## EXERCISE GOAL
Below are records; reproduce exactly the lines from the one containing "one marker per instance, written like [240,156]" through the end, both included, and only those.

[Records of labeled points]
****************************************

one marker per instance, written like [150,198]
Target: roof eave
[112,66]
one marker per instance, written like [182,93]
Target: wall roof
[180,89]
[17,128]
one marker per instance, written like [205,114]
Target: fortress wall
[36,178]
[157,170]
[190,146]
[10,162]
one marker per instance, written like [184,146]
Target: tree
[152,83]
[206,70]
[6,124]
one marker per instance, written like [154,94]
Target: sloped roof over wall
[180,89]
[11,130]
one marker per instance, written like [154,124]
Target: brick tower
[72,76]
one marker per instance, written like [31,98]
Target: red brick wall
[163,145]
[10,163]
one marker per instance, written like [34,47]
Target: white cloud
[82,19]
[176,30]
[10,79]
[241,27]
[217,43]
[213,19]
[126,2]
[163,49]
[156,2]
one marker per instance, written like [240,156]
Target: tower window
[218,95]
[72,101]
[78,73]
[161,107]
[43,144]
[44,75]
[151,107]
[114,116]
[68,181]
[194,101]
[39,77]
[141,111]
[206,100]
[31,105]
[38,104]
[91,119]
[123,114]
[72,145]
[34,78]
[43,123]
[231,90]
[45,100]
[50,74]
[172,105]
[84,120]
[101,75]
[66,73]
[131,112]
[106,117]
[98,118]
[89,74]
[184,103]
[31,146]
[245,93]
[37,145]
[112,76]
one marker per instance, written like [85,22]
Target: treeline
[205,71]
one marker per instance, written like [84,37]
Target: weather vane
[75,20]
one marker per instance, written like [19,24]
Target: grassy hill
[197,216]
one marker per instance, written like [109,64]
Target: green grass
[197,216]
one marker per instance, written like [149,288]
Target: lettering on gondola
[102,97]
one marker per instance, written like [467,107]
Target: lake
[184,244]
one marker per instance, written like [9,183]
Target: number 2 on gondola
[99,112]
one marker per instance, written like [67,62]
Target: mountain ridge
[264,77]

****************************************

## THE RESPONSE
one marker per instance, written like [240,156]
Target: tower window
[218,95]
[72,101]
[78,73]
[161,107]
[43,144]
[44,75]
[151,107]
[114,116]
[68,181]
[194,101]
[39,77]
[141,111]
[206,100]
[31,105]
[38,104]
[91,119]
[123,114]
[72,145]
[34,78]
[43,123]
[231,90]
[45,100]
[50,74]
[172,105]
[84,120]
[101,75]
[66,73]
[131,112]
[106,117]
[98,118]
[89,74]
[184,103]
[31,146]
[245,93]
[37,145]
[112,76]
one marker per instance, written like [85,22]
Target: treeline
[205,71]
one marker per instance, written like [84,37]
Target: weather vane
[75,20]
one marker per instance, written like [19,24]
Target: grassy hill
[197,216]
one marker per instance, written like [109,64]
Target: green grass
[197,216]
one marker per instance, written like [149,288]
Target: lettering on gondola
[102,97]
one marker per instance, written like [467,107]
Target: lake
[184,244]
one marker per instance, written like [9,183]
Target: number 2 on gondola
[99,112]
one marker per instance, written like [67,62]
Target: mountain ridge
[264,77]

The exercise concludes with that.